**** EXCERPTED TEXT

Inappropriate Uses of Credit #2: Holiday Shopping Sprees
It’s only August, and some of the stores are gearing up for Halloween already. Before we know it, Thanksgiving and then Christmas will be at our doorsteps. Use your credit cards wisely to avoid a holiday hangover!
Many parents want to create memories for their children, so they go overboard when it comes time to shop for the holidays. But remember that your children will remember the time they spent with you more than they will remember the gifts they received. Want proof? Think back to your own childhood. How many gifts do you remember? Probably not many!
The holidays are supposed to make a person feel peaceful. If you use credit to finance gifts, decorations, or wardrobes, you will add stress to your life. Always, always leave the credit cards at home during the holidays.
Inappropriate Uses of Credit #3: Financing Debt
Of all the inappropriate uses of credit, this one takes the cake. Too often, people apply for loans or credit cards because they are deeply in debt. But how will taking out another loan help them dig themselves out of debt?
Unless you have a budget that proves a loan or credit card will help your financial situation, getting a loan to pay debt is the worst use of credit out there. Sure, you would be wise to take out a lower-interest loan to consolidate credit card debt. A business loan that helps you increase cash flow is another appropriate use of credit.
But you will only complicate matters if you apply for a loan without proof that it helps you relieve your financial burden. Run the numbers. Determine whether the loan or credit card will actually solve the problem. Otherwise, you are simply postponing the inevitable. Remember that your decisions must be based on substance. If you decide that you want to take out a loan, but you have no long-term plan detailing how this loan will provide a permanent solution, why bother? If the loan is a band-aid instead of a true cure, it will eventually fall off.
Instead, find ways to make more money or spend less money. I know this seems like an overly simplified solution to a complicated problem, but the only way to get out of debt is to make more money or spend less money. That’s it. Building more debt to dig yourself out of debt is the biggest inappropriate uses of credit out there.

********

- _EXERCISE AIM_: List the holidays that the excerpt on inappropriate uses of credit names.

**** DATA EXCERPTS

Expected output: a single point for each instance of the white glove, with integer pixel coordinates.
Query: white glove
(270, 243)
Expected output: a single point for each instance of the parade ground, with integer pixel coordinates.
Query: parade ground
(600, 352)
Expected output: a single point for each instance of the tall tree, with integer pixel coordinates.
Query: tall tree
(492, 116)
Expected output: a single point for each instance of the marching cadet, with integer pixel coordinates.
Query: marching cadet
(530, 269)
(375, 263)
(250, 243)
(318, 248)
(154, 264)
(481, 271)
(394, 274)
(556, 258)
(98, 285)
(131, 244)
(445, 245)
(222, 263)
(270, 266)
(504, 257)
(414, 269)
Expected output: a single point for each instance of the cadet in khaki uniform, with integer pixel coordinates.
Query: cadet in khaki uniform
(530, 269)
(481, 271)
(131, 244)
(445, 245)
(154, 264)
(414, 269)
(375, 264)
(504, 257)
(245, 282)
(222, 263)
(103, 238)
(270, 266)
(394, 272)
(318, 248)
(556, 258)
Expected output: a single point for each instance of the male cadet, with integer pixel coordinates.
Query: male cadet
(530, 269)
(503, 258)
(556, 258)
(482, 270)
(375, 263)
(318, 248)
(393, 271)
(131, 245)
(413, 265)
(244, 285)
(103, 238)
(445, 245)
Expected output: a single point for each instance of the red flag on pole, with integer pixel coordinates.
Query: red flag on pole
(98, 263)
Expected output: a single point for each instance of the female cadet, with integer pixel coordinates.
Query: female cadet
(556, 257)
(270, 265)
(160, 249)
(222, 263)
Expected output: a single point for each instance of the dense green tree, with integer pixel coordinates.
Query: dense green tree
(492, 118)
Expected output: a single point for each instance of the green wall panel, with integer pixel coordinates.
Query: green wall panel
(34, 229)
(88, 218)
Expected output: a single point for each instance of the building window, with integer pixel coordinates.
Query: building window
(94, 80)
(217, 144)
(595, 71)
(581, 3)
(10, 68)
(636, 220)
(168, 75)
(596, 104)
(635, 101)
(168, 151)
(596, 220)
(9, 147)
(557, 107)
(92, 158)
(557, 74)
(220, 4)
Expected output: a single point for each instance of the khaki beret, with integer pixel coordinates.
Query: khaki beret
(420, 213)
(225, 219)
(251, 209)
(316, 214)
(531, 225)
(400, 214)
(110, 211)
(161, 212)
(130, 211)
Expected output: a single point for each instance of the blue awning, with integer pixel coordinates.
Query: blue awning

********

- _SOLUTION TO THIS PROBLEM_: Halloween, Thanksgiving, Christmas